▸ WHAT YOU WILL DO
Below is a block of records; reproduce all of them exactly and leave out any pictures.

[Excerpts from a dataset]
--- START ---
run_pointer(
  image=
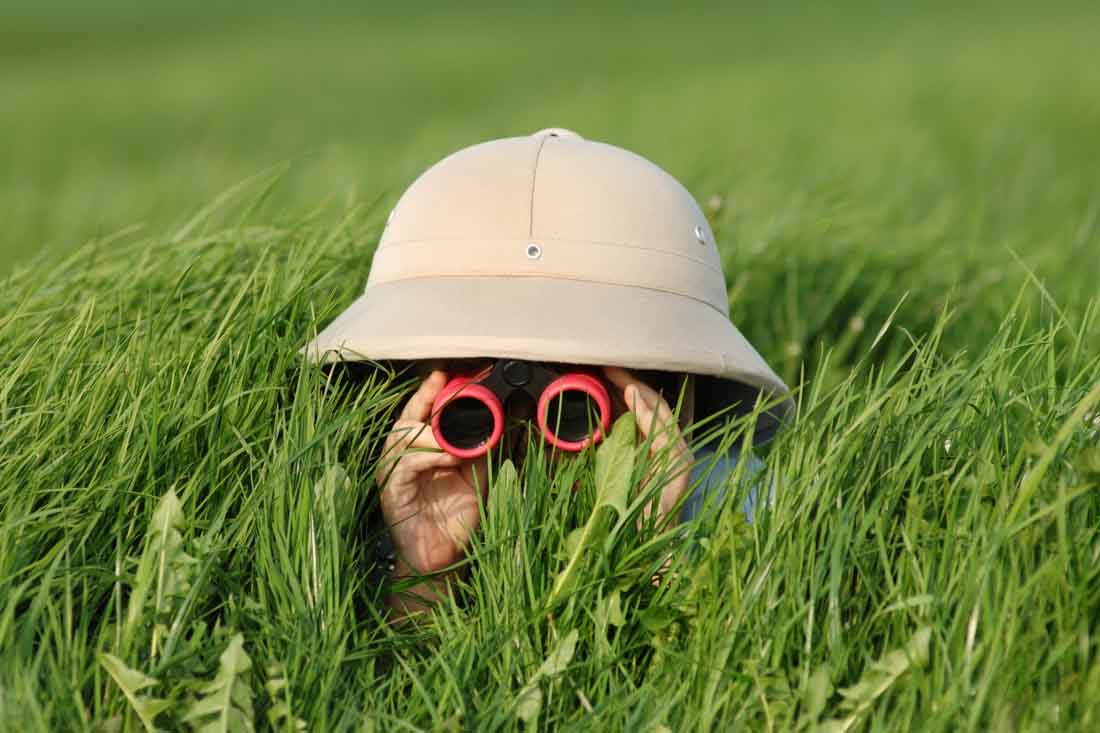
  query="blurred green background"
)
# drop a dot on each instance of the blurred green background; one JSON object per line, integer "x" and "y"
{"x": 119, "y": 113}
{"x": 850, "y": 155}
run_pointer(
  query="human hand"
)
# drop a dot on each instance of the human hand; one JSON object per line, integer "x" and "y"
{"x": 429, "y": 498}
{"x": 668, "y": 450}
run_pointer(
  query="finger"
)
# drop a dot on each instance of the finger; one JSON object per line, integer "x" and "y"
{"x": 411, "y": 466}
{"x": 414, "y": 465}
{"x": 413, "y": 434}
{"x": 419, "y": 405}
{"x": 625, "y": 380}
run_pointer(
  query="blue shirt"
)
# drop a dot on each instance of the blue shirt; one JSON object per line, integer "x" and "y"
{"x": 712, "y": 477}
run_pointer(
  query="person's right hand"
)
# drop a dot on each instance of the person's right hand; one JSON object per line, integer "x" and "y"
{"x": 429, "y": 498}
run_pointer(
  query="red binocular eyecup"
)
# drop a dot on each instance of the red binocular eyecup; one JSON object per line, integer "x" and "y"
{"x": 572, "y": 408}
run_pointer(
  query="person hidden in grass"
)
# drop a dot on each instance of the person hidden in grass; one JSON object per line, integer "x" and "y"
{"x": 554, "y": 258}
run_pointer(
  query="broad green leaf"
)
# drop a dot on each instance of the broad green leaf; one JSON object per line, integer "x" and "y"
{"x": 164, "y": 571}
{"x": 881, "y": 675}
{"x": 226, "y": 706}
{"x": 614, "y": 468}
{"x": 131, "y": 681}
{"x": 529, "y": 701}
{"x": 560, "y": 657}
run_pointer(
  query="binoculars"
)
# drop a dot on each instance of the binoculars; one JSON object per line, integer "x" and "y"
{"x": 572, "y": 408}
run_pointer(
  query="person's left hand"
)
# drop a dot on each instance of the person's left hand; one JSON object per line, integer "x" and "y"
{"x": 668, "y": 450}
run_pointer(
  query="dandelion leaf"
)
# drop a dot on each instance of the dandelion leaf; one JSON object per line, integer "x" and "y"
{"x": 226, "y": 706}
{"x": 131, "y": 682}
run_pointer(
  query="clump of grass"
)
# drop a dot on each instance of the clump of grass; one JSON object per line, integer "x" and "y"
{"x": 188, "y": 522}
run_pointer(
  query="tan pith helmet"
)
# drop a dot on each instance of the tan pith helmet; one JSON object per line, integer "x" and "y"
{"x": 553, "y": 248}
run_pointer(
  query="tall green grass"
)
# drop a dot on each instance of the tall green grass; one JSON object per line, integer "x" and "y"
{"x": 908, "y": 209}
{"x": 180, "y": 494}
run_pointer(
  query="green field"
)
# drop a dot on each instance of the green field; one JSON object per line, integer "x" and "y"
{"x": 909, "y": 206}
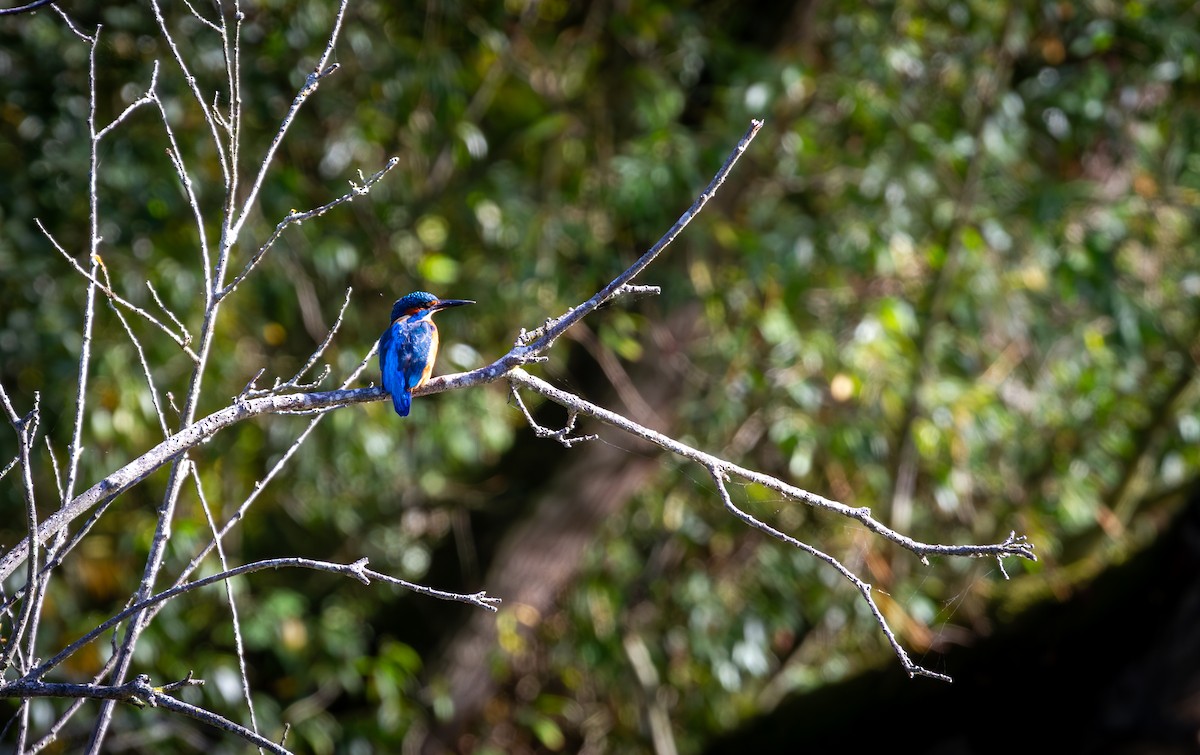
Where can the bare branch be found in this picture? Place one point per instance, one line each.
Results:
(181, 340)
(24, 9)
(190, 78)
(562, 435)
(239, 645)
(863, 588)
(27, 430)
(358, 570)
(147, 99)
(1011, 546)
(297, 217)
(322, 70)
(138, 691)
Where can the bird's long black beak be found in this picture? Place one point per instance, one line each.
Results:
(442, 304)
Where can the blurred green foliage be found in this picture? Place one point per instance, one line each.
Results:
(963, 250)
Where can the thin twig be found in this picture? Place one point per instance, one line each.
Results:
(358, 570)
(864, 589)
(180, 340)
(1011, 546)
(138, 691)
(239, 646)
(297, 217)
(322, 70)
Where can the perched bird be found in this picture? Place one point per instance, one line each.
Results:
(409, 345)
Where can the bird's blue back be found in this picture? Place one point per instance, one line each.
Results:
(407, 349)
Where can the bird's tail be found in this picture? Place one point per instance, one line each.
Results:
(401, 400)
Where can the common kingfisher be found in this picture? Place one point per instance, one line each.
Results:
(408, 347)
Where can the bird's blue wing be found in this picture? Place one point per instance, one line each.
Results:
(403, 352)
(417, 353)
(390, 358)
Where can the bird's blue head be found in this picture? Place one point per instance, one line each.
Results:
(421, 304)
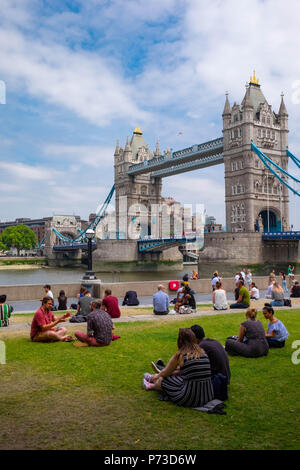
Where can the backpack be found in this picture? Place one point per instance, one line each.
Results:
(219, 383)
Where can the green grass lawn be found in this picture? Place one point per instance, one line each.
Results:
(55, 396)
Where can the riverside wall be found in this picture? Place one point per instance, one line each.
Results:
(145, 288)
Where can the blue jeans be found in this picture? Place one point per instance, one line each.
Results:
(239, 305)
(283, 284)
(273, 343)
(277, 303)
--- END ---
▸ TASK ANSWER
run_pointer(
  image=
  query="blurred green background"
)
# drop a dot on each instance of the blurred green background; one JSON object per line, integer "x" and "y"
{"x": 119, "y": 113}
{"x": 850, "y": 155}
run_pointer(
  query="human hand"
)
# drop a dot on each instance of the human hand; one JSON object per line, integer "x" and "y"
{"x": 429, "y": 498}
{"x": 668, "y": 450}
run_pointer(
  query="finger"
)
# drop a dot on each instance of the finger; one JSON object per line, integer "x" and "y"
{"x": 411, "y": 466}
{"x": 414, "y": 465}
{"x": 413, "y": 434}
{"x": 419, "y": 405}
{"x": 625, "y": 380}
run_pointer(
  query="blue shirt"
)
# drop a dot on each instance of the blue shirt; one JSON object per line, integer "x" and "y"
{"x": 712, "y": 477}
run_pointer(
  query="person's right hand"
)
# drop a dot on each instance of the person's right hand; one JSON object per line, integer "x" and "y"
{"x": 429, "y": 498}
run_pointer(
  query="red binocular eyecup"
)
# drop a dot on each instance of the red binocular eyecup; one JSON object per line, integer "x" and "y"
{"x": 572, "y": 408}
run_pointer(
  query="person hidden in grass"
)
# drop a dot on each instance of the person hidden in grass; one JSON object per line, integer "x" and "y"
{"x": 554, "y": 258}
run_pointer(
  query="broad green leaf"
)
# drop a dot on each instance of the broad green leaf; one JSON object per line, integer "x" and "y"
{"x": 164, "y": 571}
{"x": 881, "y": 675}
{"x": 226, "y": 706}
{"x": 614, "y": 468}
{"x": 131, "y": 681}
{"x": 529, "y": 701}
{"x": 560, "y": 657}
run_pointer(
  query="binoculars"
)
# drop a dot on each instance of the binoculars; one JSON object per line, integer "x" and "y"
{"x": 572, "y": 408}
run_pointer(
  query="person's left hand"
)
# drop a dot on each instance of the person's left hand; one JSON object per line, integer "x" and "y"
{"x": 668, "y": 450}
run_pointer(
  query="dandelion leaf"
)
# drop a dot on each instance of the dandelion leaf; one JSON object per line, integer "x" and "y"
{"x": 226, "y": 706}
{"x": 131, "y": 682}
run_pointer(
  query="clump of grass"
)
# drop a dot on each instance of the clump of grass; one JSON object per line, integer "x" and "y"
{"x": 188, "y": 522}
run_pointer(
  query="tan pith helmet"
)
# drop a dot on each instance of the tan pith helmet; one JSON object per line, integer "x" and "y"
{"x": 553, "y": 248}
run_pointer(
  query="tall green grass"
)
# drop a dot on each instance of the tall green grass; one JSON object per line, integer "x" and "y"
{"x": 908, "y": 209}
{"x": 180, "y": 494}
run_pointer(
  query="green field"
)
# drop a dot on each instance of the green field; one JSON object per line, integer "x" and "y"
{"x": 909, "y": 206}
Where can the bare branch be found in this picture? Place one point per instance, one line each.
Results:
(181, 340)
(24, 9)
(190, 78)
(562, 435)
(239, 645)
(863, 588)
(27, 430)
(358, 570)
(147, 99)
(1011, 546)
(297, 217)
(322, 70)
(138, 691)
Where can the bird's long black beak be found in this picture? Place one point per instance, one line each.
Results:
(442, 304)
Where can the blurred green foliage be found in this picture? Place one point per instance, one line each.
Results:
(963, 250)
Where can the thin twig be found in this picture? Place one point per instance, one line each.
Results:
(358, 570)
(864, 589)
(180, 340)
(1011, 546)
(138, 691)
(239, 646)
(297, 217)
(322, 70)
Where can the perched bird be found in this picture? Place one point per instance, one line each.
Results:
(409, 345)
Where can the bird's blue back be found in this picture? Place one point per instance, one line each.
Results:
(407, 349)
Where can the bird's tail be found in this picture? Place one point per instance, one line each.
Results:
(401, 400)
Where can the common kingfisher be found in this picture? Place one point per instance, one line each.
Results:
(408, 347)
Where can the bird's blue wing be found in this picture? Place one point per instance, one line each.
Results:
(403, 352)
(417, 353)
(390, 358)
Where can the bird's blue head be found in this picture? Place one point per instance, one line each.
Results:
(421, 304)
Where can the backpack be found in this picture? Place one point per instance, one line each.
Results:
(219, 383)
Where can the green grass lawn be found in this picture? Place one point per instance, one line each.
Results:
(55, 396)
Where can the riverside wall be found in this picture? Place one point per instance, one line each.
Results:
(145, 288)
Where can the blue jeans be found in this picture? Place one point per instance, one line each.
Results:
(239, 305)
(283, 284)
(273, 343)
(277, 303)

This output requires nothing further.